Goal:
Please render the data between the line containing "Our annotator flagged the outdoor" and the line containing "206;180;233;245", inclusive, as a two-column CSV with the header input,output. Each row should hold one annotator note in a quoted input field and every set of coordinates that follows it in a quoted output field, with line breaks replaced by spaces.

Record set:
^^^^

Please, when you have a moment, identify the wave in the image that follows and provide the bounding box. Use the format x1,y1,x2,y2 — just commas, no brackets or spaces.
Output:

^^^^

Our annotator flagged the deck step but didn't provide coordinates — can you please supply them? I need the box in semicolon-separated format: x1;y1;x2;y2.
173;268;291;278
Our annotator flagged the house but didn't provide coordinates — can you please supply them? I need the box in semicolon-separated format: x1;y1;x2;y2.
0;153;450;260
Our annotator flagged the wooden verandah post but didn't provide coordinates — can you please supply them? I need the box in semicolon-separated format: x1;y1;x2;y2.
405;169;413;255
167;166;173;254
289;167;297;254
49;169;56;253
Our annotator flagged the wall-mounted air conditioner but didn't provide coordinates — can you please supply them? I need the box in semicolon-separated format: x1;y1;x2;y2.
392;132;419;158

^^^^

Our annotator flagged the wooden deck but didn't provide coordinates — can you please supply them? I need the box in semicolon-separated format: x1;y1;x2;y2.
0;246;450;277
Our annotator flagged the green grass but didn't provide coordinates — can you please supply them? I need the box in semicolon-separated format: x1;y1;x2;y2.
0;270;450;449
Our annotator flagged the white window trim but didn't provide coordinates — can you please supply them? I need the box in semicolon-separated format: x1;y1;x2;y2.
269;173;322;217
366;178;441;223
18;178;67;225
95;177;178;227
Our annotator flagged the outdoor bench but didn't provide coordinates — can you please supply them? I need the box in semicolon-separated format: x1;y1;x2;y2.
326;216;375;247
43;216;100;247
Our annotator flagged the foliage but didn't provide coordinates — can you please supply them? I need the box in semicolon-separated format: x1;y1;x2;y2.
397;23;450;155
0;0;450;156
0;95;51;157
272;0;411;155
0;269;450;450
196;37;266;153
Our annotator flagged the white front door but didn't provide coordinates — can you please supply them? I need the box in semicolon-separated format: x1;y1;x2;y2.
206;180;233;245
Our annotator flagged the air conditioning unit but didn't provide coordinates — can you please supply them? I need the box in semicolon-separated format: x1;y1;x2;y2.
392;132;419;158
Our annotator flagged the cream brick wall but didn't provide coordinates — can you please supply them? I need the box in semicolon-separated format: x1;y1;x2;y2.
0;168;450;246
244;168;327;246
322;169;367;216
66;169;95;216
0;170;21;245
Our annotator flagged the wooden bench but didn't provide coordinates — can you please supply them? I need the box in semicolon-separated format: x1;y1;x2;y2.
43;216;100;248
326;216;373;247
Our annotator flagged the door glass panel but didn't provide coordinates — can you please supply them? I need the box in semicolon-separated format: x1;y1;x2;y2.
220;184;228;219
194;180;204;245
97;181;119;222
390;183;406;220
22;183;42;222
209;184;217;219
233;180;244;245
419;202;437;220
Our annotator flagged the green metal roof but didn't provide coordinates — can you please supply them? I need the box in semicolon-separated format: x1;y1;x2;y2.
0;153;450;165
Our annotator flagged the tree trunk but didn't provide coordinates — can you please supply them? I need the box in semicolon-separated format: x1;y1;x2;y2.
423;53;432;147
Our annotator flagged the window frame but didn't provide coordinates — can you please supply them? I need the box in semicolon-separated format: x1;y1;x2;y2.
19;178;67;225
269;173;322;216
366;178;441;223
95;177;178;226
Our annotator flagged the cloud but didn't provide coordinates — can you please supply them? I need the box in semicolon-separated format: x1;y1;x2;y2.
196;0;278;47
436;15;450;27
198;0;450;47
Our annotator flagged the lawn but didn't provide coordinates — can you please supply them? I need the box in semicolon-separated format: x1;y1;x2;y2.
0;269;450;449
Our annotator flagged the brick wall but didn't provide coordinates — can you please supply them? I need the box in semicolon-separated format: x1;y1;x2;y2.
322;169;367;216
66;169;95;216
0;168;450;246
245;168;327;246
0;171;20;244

^^^^

The output:
input,output
"Our annotator flagged the outdoor bench but didn't provide coordinates — can you please supply them? I need the box in semicolon-separated format: x1;y1;x2;y2.","326;216;375;247 43;216;100;247"
"Our annotator flagged the foliage but didn't provide coordinates — can you please supply them? I need the box in semicolon-separated format: x1;y1;x2;y2.","397;23;450;155 0;0;450;156 0;95;51;157 272;0;411;155 0;269;450;450 196;37;266;153"
"Our annotator flagged the white front door but didn't provide coordinates — can you please supply them? I need the box in semicolon-separated format: x1;y1;x2;y2.","206;180;233;245"